**Task instructions:**
Whenever a line in the entries below includes the string "smiling", count that line. Report the total alone.

**Given information:**
== Segment start ==
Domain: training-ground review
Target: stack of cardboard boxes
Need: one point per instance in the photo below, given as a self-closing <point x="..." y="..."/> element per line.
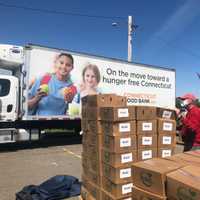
<point x="109" y="147"/>
<point x="114" y="137"/>
<point x="175" y="177"/>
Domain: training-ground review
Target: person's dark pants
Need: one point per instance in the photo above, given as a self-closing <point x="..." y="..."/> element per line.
<point x="195" y="148"/>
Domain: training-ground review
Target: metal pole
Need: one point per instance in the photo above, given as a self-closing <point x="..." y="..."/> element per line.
<point x="130" y="26"/>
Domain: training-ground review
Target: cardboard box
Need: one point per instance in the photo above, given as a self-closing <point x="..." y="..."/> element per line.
<point x="166" y="140"/>
<point x="119" y="144"/>
<point x="103" y="100"/>
<point x="150" y="175"/>
<point x="166" y="113"/>
<point x="193" y="153"/>
<point x="107" y="196"/>
<point x="185" y="159"/>
<point x="145" y="141"/>
<point x="119" y="128"/>
<point x="184" y="183"/>
<point x="145" y="154"/>
<point x="91" y="151"/>
<point x="92" y="139"/>
<point x="85" y="195"/>
<point x="92" y="188"/>
<point x="115" y="114"/>
<point x="165" y="152"/>
<point x="139" y="194"/>
<point x="166" y="126"/>
<point x="145" y="113"/>
<point x="119" y="159"/>
<point x="117" y="174"/>
<point x="93" y="113"/>
<point x="117" y="190"/>
<point x="94" y="126"/>
<point x="147" y="127"/>
<point x="92" y="176"/>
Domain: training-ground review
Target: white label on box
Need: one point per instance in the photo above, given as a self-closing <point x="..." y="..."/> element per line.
<point x="128" y="157"/>
<point x="125" y="142"/>
<point x="147" y="154"/>
<point x="147" y="126"/>
<point x="167" y="114"/>
<point x="146" y="140"/>
<point x="124" y="127"/>
<point x="167" y="126"/>
<point x="123" y="112"/>
<point x="166" y="153"/>
<point x="125" y="173"/>
<point x="127" y="188"/>
<point x="167" y="140"/>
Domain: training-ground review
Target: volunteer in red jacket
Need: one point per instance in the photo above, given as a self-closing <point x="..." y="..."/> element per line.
<point x="190" y="119"/>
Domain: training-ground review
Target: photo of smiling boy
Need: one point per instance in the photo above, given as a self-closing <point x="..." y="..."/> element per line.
<point x="50" y="94"/>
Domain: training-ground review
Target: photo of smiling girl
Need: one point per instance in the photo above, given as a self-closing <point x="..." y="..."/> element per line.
<point x="91" y="78"/>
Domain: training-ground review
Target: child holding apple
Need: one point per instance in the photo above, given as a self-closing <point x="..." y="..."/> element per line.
<point x="91" y="78"/>
<point x="51" y="94"/>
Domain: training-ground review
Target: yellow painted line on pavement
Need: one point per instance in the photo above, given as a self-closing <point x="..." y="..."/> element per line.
<point x="72" y="153"/>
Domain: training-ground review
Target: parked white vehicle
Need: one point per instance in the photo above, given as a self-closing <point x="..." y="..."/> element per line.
<point x="21" y="66"/>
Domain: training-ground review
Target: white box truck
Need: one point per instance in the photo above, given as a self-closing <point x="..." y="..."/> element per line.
<point x="41" y="87"/>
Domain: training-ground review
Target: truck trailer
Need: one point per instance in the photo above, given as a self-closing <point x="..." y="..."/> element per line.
<point x="28" y="69"/>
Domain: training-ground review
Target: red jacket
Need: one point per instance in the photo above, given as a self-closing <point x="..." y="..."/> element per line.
<point x="192" y="121"/>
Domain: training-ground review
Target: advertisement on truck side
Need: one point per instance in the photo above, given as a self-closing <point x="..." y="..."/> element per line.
<point x="59" y="79"/>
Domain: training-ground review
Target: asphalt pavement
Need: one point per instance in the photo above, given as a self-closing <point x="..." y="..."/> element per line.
<point x="22" y="167"/>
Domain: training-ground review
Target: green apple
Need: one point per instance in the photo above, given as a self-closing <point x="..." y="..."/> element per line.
<point x="44" y="88"/>
<point x="73" y="109"/>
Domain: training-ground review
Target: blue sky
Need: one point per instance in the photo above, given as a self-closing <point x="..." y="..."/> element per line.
<point x="167" y="36"/>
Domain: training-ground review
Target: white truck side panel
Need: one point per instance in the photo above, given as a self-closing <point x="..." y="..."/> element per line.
<point x="142" y="84"/>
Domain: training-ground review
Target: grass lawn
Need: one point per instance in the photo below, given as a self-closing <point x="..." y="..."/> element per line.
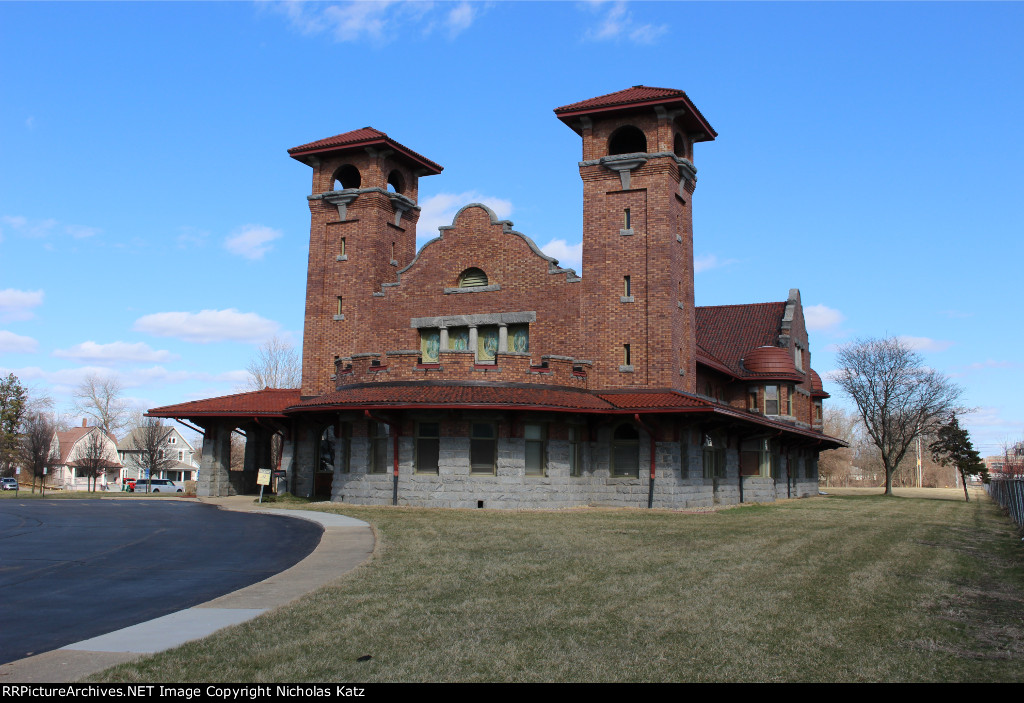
<point x="839" y="588"/>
== Segment end ==
**Result for this exercise:**
2